→ Page excerpt

Nothing yet -- not even a coherent enough idea to post in "What Will You Build" but when I get started (Real Soon Now, ASAP, ...) some examples would be great to see. Hence this post: please support this thread! I will, as able.
Working Code

As you are aware I am working on club manager. Till now I was using screenscraping only for myself. With API I will try to maybe give it to friends and maybe later public. But as I am not professional developer, I am a bit worried to put it fully public ... but I will see once more critical APIs are ready and I have more time to build some viable product.
You can see beta version at http://cm.tode.cz ... if there is some big interest I can create account to somebody who is interested (but as said - at this moment I will really limit it)

@Dale00007, working code always beats an idea in someone's head. One of the guiding principles of open source (if you intend to make your code available) is that it shows something working. If someone is a more proficient programmer than you are and is able to improve it in some way and contribute changes, that's a big "Thanks!" to you and a compliment, not a criticism of your code.
If you want an example of code to be embarrassed about ... well, I know many, but let's say a skunkworks part-time project was chosen by a Fortune 100 company over the "official" solution produced by a team of programmers using man-years of effort should have embarrassed the official project. I doubt it did.
When your customers call and ask for access to "the system you use, not the one that is on the web" because they know the people they call or email can give them immediate, complete answers instead of them working the website for 20 minutes to get out of date information, then you have a problem ...
No code is pretty in all places. Sometimes code made freely available is terrible. But if it shows that something can be done, that might be enough for someone else to go, "Ah! That's how to do it!" and produce an improved replacement.
One of the Berkeley Unix developers at the University of California told the story of one of his contributors: "Well, Robert went away and coded the feature, and said it was 90% done. That only left us the other 90% to do ourselves."
Programmers are like writers; hesitant to show what they've done for fear of criticism. Mostly, people say things like, "Wow, I hadn't thought of that!", "Hey, can I get a copy?" and of course the depressing "Huh? What?" when they're not interested. (I don't breed racehorses, or play golf. Your new golf clubs? Um, yeah ...)

→ Extracted material
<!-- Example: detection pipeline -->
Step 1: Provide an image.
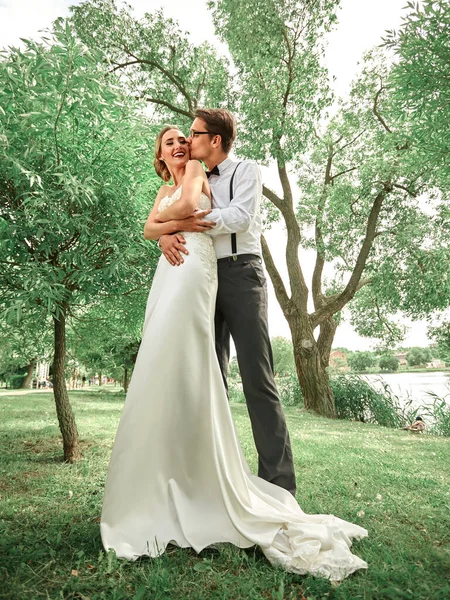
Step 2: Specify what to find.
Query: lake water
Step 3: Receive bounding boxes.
[364,372,450,406]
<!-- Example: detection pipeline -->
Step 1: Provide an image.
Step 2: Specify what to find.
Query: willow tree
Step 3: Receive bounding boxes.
[73,0,442,416]
[0,20,159,461]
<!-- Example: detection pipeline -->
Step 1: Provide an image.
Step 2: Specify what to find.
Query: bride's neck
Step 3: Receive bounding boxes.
[172,167,186,187]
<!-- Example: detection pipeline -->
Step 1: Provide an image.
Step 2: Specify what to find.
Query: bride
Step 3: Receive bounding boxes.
[101,127,367,581]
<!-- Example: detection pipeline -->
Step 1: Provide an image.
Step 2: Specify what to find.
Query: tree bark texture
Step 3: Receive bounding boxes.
[53,313,81,463]
[123,367,129,394]
[288,313,336,419]
[22,358,36,390]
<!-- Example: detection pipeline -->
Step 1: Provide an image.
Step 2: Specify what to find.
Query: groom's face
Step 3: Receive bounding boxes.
[188,118,213,160]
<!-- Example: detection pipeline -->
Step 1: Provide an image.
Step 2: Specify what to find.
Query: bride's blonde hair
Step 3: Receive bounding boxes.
[153,125,180,182]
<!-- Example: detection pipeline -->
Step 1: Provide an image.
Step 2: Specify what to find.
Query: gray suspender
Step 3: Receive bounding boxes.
[230,163,241,260]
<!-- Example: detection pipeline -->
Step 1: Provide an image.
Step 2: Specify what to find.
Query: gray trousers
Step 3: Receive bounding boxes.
[215,255,296,496]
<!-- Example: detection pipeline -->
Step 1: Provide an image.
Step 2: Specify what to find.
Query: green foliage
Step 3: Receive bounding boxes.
[427,392,450,437]
[428,321,450,363]
[0,21,162,328]
[406,347,432,367]
[208,0,340,165]
[347,350,377,373]
[72,0,233,125]
[330,375,405,427]
[378,354,400,371]
[385,0,450,189]
[277,372,304,406]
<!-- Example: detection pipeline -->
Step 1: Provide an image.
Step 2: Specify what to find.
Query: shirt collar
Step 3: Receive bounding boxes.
[217,156,235,175]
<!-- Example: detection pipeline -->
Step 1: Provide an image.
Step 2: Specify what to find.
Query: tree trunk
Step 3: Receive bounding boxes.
[123,367,128,393]
[317,317,339,369]
[53,314,81,463]
[22,358,36,390]
[289,313,336,418]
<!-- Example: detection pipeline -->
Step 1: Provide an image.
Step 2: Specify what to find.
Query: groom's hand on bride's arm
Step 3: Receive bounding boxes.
[158,233,189,266]
[159,210,215,266]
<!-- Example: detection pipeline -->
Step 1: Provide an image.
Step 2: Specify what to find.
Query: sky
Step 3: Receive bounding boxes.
[0,0,429,350]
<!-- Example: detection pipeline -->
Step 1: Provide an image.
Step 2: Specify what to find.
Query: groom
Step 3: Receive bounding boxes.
[159,108,296,496]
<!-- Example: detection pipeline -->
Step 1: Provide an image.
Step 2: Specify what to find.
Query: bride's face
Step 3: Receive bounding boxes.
[160,129,189,171]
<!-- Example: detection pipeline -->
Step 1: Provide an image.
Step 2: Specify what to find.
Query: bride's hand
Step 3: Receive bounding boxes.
[181,210,216,233]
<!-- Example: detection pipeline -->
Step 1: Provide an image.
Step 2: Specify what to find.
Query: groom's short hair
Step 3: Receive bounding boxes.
[195,108,236,154]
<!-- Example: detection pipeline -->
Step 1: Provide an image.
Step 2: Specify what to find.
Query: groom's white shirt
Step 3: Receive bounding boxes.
[206,158,262,258]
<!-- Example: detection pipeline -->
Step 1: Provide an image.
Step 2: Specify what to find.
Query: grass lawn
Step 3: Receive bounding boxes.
[0,391,450,600]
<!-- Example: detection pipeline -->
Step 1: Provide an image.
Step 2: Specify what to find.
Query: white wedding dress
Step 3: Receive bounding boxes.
[101,188,367,580]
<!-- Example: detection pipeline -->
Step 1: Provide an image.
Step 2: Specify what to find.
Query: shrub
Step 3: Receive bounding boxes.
[348,351,377,373]
[428,392,450,437]
[277,373,303,406]
[330,375,405,427]
[378,354,400,371]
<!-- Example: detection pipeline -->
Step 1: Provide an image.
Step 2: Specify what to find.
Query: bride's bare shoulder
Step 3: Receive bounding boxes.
[156,184,172,200]
[186,158,206,177]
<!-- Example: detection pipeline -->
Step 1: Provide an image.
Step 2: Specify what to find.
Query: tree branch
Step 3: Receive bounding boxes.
[372,84,392,133]
[261,235,289,311]
[310,182,392,327]
[139,96,194,119]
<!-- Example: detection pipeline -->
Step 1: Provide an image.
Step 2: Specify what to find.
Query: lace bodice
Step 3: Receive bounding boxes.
[158,185,211,212]
[158,186,217,282]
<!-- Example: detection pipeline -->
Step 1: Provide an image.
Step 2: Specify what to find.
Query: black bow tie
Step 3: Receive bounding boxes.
[206,165,220,179]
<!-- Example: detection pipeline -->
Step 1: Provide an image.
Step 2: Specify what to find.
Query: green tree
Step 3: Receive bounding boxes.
[0,308,52,389]
[70,0,449,416]
[0,20,160,461]
[406,347,431,367]
[271,337,295,376]
[348,350,377,373]
[385,0,450,188]
[428,321,450,364]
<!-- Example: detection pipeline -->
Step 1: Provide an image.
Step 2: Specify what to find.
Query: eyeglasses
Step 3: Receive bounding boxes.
[189,129,220,137]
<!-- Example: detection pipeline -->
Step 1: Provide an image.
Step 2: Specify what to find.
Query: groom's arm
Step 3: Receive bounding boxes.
[208,162,262,236]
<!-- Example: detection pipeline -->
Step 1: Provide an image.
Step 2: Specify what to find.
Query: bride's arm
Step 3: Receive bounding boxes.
[155,160,206,223]
[144,185,186,240]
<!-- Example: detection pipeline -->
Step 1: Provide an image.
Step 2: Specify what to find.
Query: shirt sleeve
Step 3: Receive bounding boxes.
[207,162,262,237]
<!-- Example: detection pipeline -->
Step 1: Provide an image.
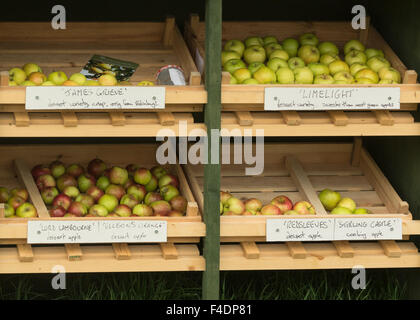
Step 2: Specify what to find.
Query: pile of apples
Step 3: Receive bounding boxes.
[0,187,38,218]
[318,189,371,215]
[31,159,187,217]
[222,33,401,85]
[220,191,316,216]
[9,63,154,86]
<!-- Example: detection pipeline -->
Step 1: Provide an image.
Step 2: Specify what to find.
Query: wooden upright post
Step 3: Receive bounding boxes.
[202,0,222,300]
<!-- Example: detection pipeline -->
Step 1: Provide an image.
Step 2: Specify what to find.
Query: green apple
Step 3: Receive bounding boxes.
[263,36,278,46]
[233,68,252,83]
[344,40,365,55]
[379,67,401,83]
[365,48,385,60]
[22,63,42,76]
[267,58,289,72]
[318,41,339,56]
[223,39,245,58]
[299,33,319,46]
[331,207,353,215]
[353,208,372,214]
[276,67,295,84]
[319,53,340,66]
[9,68,26,84]
[350,63,368,77]
[334,71,354,84]
[287,57,305,70]
[366,57,391,72]
[308,62,330,77]
[244,46,267,64]
[270,50,289,61]
[354,68,379,83]
[337,198,356,212]
[318,189,341,211]
[314,74,335,84]
[248,62,264,74]
[253,66,277,84]
[245,37,264,48]
[264,43,283,58]
[281,38,299,58]
[222,51,241,66]
[344,50,367,66]
[48,71,67,86]
[70,73,86,86]
[223,59,246,74]
[298,45,321,64]
[293,67,314,84]
[328,60,350,76]
[242,78,260,84]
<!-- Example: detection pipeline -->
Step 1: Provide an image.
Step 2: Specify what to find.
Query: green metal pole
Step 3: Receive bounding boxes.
[202,0,222,300]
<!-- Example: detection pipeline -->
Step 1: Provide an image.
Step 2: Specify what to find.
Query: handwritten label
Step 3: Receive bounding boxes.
[266,218,334,242]
[334,218,402,240]
[26,86,165,110]
[264,87,400,111]
[28,220,167,244]
[266,218,402,242]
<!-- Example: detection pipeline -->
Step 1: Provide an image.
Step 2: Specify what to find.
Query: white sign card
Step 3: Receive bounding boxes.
[264,87,401,111]
[28,220,167,244]
[26,86,166,110]
[266,218,334,242]
[266,218,402,242]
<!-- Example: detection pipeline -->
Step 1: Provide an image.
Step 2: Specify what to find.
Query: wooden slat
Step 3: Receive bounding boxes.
[241,241,260,259]
[379,240,402,258]
[235,111,254,126]
[14,159,50,218]
[13,112,30,127]
[360,148,408,214]
[328,111,349,126]
[351,137,363,167]
[109,112,126,126]
[112,243,131,260]
[61,111,79,127]
[162,17,175,47]
[157,111,176,126]
[16,244,34,262]
[333,241,354,258]
[373,110,395,126]
[64,243,83,261]
[286,242,308,259]
[286,156,327,215]
[160,242,178,260]
[281,111,302,126]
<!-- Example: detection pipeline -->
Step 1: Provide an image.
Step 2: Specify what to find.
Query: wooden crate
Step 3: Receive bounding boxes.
[0,144,205,248]
[0,18,207,136]
[183,139,420,270]
[185,14,420,132]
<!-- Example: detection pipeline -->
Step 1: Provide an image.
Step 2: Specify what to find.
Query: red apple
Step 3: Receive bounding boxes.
[293,201,315,214]
[57,174,77,192]
[169,196,188,213]
[261,204,281,216]
[144,192,163,205]
[36,174,56,190]
[48,206,66,217]
[150,200,172,216]
[87,158,106,179]
[31,164,51,180]
[66,164,85,178]
[67,202,88,217]
[105,184,125,201]
[271,196,293,214]
[86,186,104,202]
[52,193,71,210]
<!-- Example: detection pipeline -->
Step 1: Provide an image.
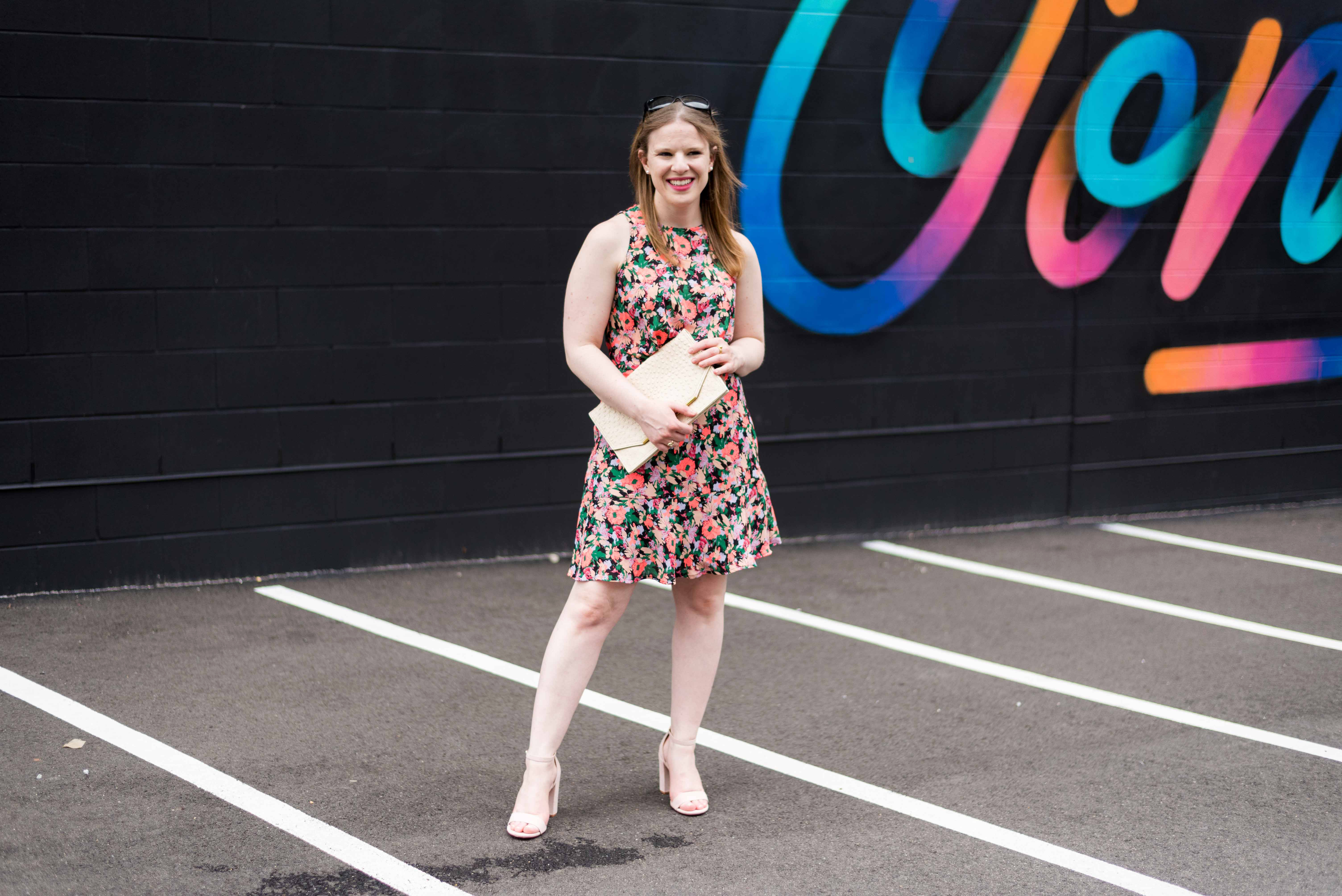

→ Your goal
Copy the passage from the forum thread word for word, starting with "When your customers" and going on through "an improved replacement.". You won't need the records.

→ Answer to this problem
When your customers call and ask for access to "the system you use, not the one that is on the web" because they know the people they call or email can give them immediate, complete answers instead of them working the website for 20 minutes to get out of date information, then you have a problem ...
No code is pretty in all places. Sometimes code made freely available is terrible. But if it shows that something can be done, that might be enough for someone else to go, "Ah! That's how to do it!" and produce an improved replacement.